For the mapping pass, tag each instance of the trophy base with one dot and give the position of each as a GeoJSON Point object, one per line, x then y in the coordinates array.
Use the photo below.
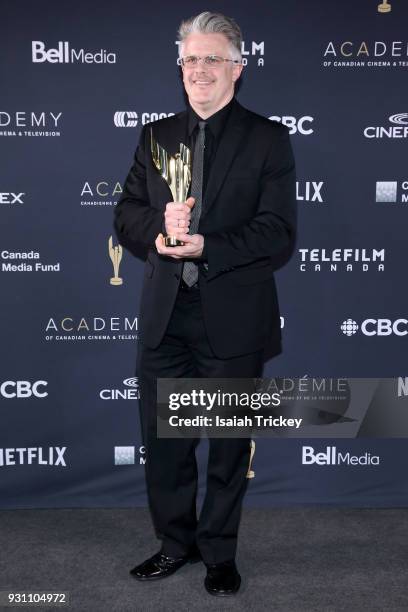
{"type": "Point", "coordinates": [172, 241]}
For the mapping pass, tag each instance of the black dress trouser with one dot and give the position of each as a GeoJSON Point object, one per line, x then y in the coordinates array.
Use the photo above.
{"type": "Point", "coordinates": [171, 467]}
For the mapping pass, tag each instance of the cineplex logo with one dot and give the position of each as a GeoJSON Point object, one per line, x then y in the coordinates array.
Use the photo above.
{"type": "Point", "coordinates": [375, 327]}
{"type": "Point", "coordinates": [131, 118]}
{"type": "Point", "coordinates": [335, 260]}
{"type": "Point", "coordinates": [83, 329]}
{"type": "Point", "coordinates": [331, 456]}
{"type": "Point", "coordinates": [22, 389]}
{"type": "Point", "coordinates": [397, 129]}
{"type": "Point", "coordinates": [299, 125]}
{"type": "Point", "coordinates": [64, 54]}
{"type": "Point", "coordinates": [130, 392]}
{"type": "Point", "coordinates": [49, 455]}
{"type": "Point", "coordinates": [391, 192]}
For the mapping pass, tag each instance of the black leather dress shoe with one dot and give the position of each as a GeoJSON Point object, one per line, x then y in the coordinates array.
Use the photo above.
{"type": "Point", "coordinates": [222, 578]}
{"type": "Point", "coordinates": [161, 566]}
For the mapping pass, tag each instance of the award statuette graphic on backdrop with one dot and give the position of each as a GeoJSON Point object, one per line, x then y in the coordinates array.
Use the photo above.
{"type": "Point", "coordinates": [115, 253]}
{"type": "Point", "coordinates": [176, 171]}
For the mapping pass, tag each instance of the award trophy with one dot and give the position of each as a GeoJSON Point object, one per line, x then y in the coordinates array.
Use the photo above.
{"type": "Point", "coordinates": [115, 253]}
{"type": "Point", "coordinates": [176, 171]}
{"type": "Point", "coordinates": [384, 7]}
{"type": "Point", "coordinates": [251, 473]}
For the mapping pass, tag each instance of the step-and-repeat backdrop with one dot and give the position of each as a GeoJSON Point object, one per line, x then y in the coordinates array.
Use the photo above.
{"type": "Point", "coordinates": [78, 81]}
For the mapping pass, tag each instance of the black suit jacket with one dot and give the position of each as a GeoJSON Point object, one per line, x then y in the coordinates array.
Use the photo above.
{"type": "Point", "coordinates": [248, 222]}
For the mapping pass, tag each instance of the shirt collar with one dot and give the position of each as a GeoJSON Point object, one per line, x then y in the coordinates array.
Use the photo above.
{"type": "Point", "coordinates": [215, 123]}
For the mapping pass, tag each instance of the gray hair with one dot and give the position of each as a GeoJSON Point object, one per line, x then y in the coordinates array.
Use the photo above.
{"type": "Point", "coordinates": [213, 23]}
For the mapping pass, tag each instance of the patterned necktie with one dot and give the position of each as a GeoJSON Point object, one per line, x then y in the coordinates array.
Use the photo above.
{"type": "Point", "coordinates": [190, 270]}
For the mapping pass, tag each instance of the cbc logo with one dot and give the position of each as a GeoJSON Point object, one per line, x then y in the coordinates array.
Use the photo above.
{"type": "Point", "coordinates": [295, 125]}
{"type": "Point", "coordinates": [376, 327]}
{"type": "Point", "coordinates": [131, 118]}
{"type": "Point", "coordinates": [23, 388]}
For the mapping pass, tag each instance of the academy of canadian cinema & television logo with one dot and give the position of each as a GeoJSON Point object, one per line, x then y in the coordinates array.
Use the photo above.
{"type": "Point", "coordinates": [90, 328]}
{"type": "Point", "coordinates": [30, 123]}
{"type": "Point", "coordinates": [365, 54]}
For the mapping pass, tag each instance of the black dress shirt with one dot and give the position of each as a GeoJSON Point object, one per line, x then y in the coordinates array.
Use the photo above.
{"type": "Point", "coordinates": [213, 134]}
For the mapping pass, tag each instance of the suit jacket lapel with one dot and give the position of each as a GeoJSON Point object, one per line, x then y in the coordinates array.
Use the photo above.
{"type": "Point", "coordinates": [229, 145]}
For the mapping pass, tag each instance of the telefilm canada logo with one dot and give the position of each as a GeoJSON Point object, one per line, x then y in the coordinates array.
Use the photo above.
{"type": "Point", "coordinates": [26, 261]}
{"type": "Point", "coordinates": [341, 260]}
{"type": "Point", "coordinates": [131, 118]}
{"type": "Point", "coordinates": [100, 193]}
{"type": "Point", "coordinates": [391, 192]}
{"type": "Point", "coordinates": [331, 456]}
{"type": "Point", "coordinates": [90, 328]}
{"type": "Point", "coordinates": [375, 327]}
{"type": "Point", "coordinates": [251, 51]}
{"type": "Point", "coordinates": [296, 125]}
{"type": "Point", "coordinates": [65, 54]}
{"type": "Point", "coordinates": [35, 124]}
{"type": "Point", "coordinates": [397, 129]}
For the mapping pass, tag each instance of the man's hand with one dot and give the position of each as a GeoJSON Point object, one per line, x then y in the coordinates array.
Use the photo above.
{"type": "Point", "coordinates": [193, 246]}
{"type": "Point", "coordinates": [177, 217]}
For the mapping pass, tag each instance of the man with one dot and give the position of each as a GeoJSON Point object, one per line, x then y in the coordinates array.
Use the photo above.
{"type": "Point", "coordinates": [209, 308]}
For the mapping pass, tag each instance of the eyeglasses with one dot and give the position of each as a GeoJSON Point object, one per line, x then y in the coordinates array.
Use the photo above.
{"type": "Point", "coordinates": [209, 60]}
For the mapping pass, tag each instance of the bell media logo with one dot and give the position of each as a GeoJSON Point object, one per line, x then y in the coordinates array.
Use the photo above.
{"type": "Point", "coordinates": [64, 54]}
{"type": "Point", "coordinates": [331, 456]}
{"type": "Point", "coordinates": [391, 192]}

• **STATED GOAL**: Copy out, word for word, the records from the line containing "For the mapping pass, tag each instance of the bell" through the final line of the records.

• **RESPONSE TO THIS EXERCISE**:
For the mapping pass, tag each instance of the bell media logo with one dot and give the position of each as a GeoJSON Point object, one per line, x then y in the coordinates array.
Use the photo above.
{"type": "Point", "coordinates": [64, 54]}
{"type": "Point", "coordinates": [331, 456]}
{"type": "Point", "coordinates": [391, 192]}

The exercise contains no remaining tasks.